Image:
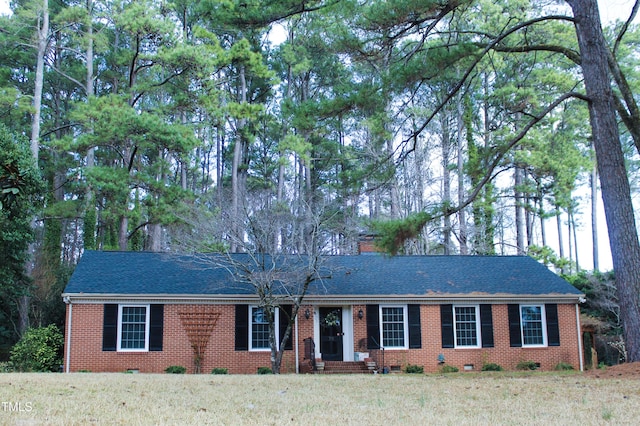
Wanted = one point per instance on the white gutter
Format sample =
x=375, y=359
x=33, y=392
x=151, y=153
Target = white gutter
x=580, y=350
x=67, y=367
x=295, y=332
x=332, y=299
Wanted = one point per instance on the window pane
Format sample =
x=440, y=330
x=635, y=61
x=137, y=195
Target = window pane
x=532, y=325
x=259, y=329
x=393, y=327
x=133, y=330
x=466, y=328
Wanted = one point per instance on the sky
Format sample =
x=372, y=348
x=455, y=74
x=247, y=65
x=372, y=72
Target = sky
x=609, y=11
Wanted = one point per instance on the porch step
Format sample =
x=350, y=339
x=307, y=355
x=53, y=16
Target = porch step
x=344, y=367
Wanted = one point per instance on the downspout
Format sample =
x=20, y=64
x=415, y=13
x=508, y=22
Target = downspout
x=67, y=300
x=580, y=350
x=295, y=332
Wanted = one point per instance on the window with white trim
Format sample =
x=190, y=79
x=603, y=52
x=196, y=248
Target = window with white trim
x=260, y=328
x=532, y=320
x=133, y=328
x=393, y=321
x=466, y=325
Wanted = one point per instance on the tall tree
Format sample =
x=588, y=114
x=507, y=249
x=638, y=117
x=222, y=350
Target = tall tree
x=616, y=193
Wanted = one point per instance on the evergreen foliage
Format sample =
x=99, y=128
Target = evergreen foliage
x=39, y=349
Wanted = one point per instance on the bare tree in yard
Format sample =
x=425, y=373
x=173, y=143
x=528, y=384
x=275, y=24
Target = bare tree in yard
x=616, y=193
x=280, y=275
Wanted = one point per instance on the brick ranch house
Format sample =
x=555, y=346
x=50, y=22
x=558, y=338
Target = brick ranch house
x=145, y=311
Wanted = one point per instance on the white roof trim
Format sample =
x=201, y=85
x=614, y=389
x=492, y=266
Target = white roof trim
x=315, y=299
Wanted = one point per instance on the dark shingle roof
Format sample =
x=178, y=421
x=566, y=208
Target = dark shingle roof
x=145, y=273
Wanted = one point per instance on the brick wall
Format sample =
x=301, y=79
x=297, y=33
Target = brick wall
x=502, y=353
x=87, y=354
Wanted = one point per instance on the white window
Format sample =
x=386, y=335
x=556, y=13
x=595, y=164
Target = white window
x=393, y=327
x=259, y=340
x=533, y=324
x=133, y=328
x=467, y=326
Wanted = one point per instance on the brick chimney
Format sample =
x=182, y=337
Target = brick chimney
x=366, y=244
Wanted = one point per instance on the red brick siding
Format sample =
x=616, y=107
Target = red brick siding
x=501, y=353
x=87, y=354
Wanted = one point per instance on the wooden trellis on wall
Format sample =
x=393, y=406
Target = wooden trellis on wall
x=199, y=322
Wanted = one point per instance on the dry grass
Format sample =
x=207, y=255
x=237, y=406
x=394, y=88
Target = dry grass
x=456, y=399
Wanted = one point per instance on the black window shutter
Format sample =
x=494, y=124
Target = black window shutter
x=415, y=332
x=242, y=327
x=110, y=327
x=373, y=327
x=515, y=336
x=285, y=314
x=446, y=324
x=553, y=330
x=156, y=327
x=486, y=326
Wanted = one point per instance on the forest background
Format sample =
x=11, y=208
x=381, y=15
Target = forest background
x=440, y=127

========

What to do - Please rewrite every row above as a JSON list of strings, one string per line, with blank lines left out. Leave the pictures out.

Worked answer -
[
  "Image:",
  "Wanted = one point per instance on the white gutter",
  "Format sample =",
  "x=375, y=359",
  "x=33, y=392",
  "x=151, y=153",
  "Target = white gutter",
  "x=580, y=350",
  "x=67, y=367",
  "x=295, y=332",
  "x=332, y=299",
  "Wanted = one point per instance on the window pane",
  "Format sample =",
  "x=440, y=330",
  "x=635, y=61",
  "x=137, y=195",
  "Target = window pane",
  "x=532, y=325",
  "x=259, y=329",
  "x=393, y=327",
  "x=133, y=330",
  "x=466, y=328",
  "Wanted = one point per instance on the sky",
  "Format sample =",
  "x=372, y=348",
  "x=455, y=74",
  "x=247, y=65",
  "x=372, y=72",
  "Target = sky",
  "x=609, y=11",
  "Wanted = one point per instance on the porch step",
  "Format sample =",
  "x=350, y=339",
  "x=307, y=355",
  "x=53, y=16",
  "Target = porch step",
  "x=344, y=367",
  "Wanted = one point per instance on the downspout",
  "Format sample =",
  "x=20, y=64",
  "x=415, y=13",
  "x=508, y=22",
  "Target = downspout",
  "x=67, y=300",
  "x=580, y=350",
  "x=295, y=332",
  "Wanted = one point per instance on the window with white trim",
  "Format sample =",
  "x=190, y=79",
  "x=603, y=52",
  "x=196, y=248",
  "Target = window with white trim",
  "x=260, y=328",
  "x=532, y=320",
  "x=133, y=328",
  "x=393, y=321",
  "x=466, y=325",
  "Wanted = one point per instance on the tall tree",
  "Format sample =",
  "x=588, y=114",
  "x=507, y=249",
  "x=638, y=117",
  "x=222, y=350",
  "Target = tall tree",
  "x=616, y=193",
  "Wanted = one point per instance on the evergreen foliage",
  "Format sample =",
  "x=99, y=128",
  "Target = evergreen foliage",
  "x=39, y=349",
  "Wanted = one point per instance on the bare tree in yard",
  "Format sample =",
  "x=425, y=373",
  "x=173, y=143",
  "x=528, y=384",
  "x=275, y=24",
  "Target = bare tree in yard",
  "x=616, y=193",
  "x=280, y=275",
  "Wanted = one point per instance on the brick ranch house",
  "Format sample =",
  "x=555, y=346",
  "x=50, y=22",
  "x=558, y=338",
  "Target = brick ranch house",
  "x=145, y=311",
  "Wanted = one point per instance on the white roof trim",
  "Format sample =",
  "x=201, y=85",
  "x=614, y=389",
  "x=492, y=266",
  "Target = white roof trim",
  "x=315, y=299",
  "Wanted = one point per instance on the dark shingle roof",
  "Format sample =",
  "x=178, y=421",
  "x=566, y=208",
  "Target = dark shingle roof",
  "x=145, y=273",
  "Wanted = one point per instance on the brick wall",
  "Format sample =",
  "x=301, y=79",
  "x=297, y=33",
  "Target = brick wall",
  "x=502, y=353",
  "x=87, y=354",
  "Wanted = one point per instance on the white window",
  "Format sample =",
  "x=386, y=335",
  "x=556, y=13",
  "x=595, y=164",
  "Target = white window",
  "x=393, y=327",
  "x=259, y=340",
  "x=533, y=324",
  "x=133, y=328",
  "x=467, y=326",
  "Wanted = one point per instance on the brick chimney",
  "Format sample =",
  "x=182, y=337",
  "Target = brick chimney",
  "x=366, y=244",
  "Wanted = one point per instance on the red brick siding",
  "Format sample =",
  "x=616, y=107",
  "Target = red brick siding",
  "x=501, y=353",
  "x=87, y=354",
  "Wanted = one point per instance on the wooden trellis on wall",
  "Format sample =",
  "x=393, y=406",
  "Target = wooden trellis on wall",
  "x=199, y=322",
  "Wanted = one point per instance on the dry grass",
  "Format sample =",
  "x=207, y=255",
  "x=237, y=406",
  "x=394, y=88",
  "Target = dry grass",
  "x=456, y=399",
  "Wanted = one point per instance on the black window shutter",
  "Format sample =",
  "x=494, y=124",
  "Target = black window shutter",
  "x=415, y=332",
  "x=242, y=327",
  "x=110, y=327",
  "x=373, y=327",
  "x=515, y=336",
  "x=285, y=314",
  "x=446, y=324",
  "x=553, y=330",
  "x=156, y=327",
  "x=486, y=326",
  "Wanted = one point per instance on the forest background",
  "Format sample =",
  "x=11, y=208",
  "x=381, y=15",
  "Target = forest background",
  "x=440, y=127"
]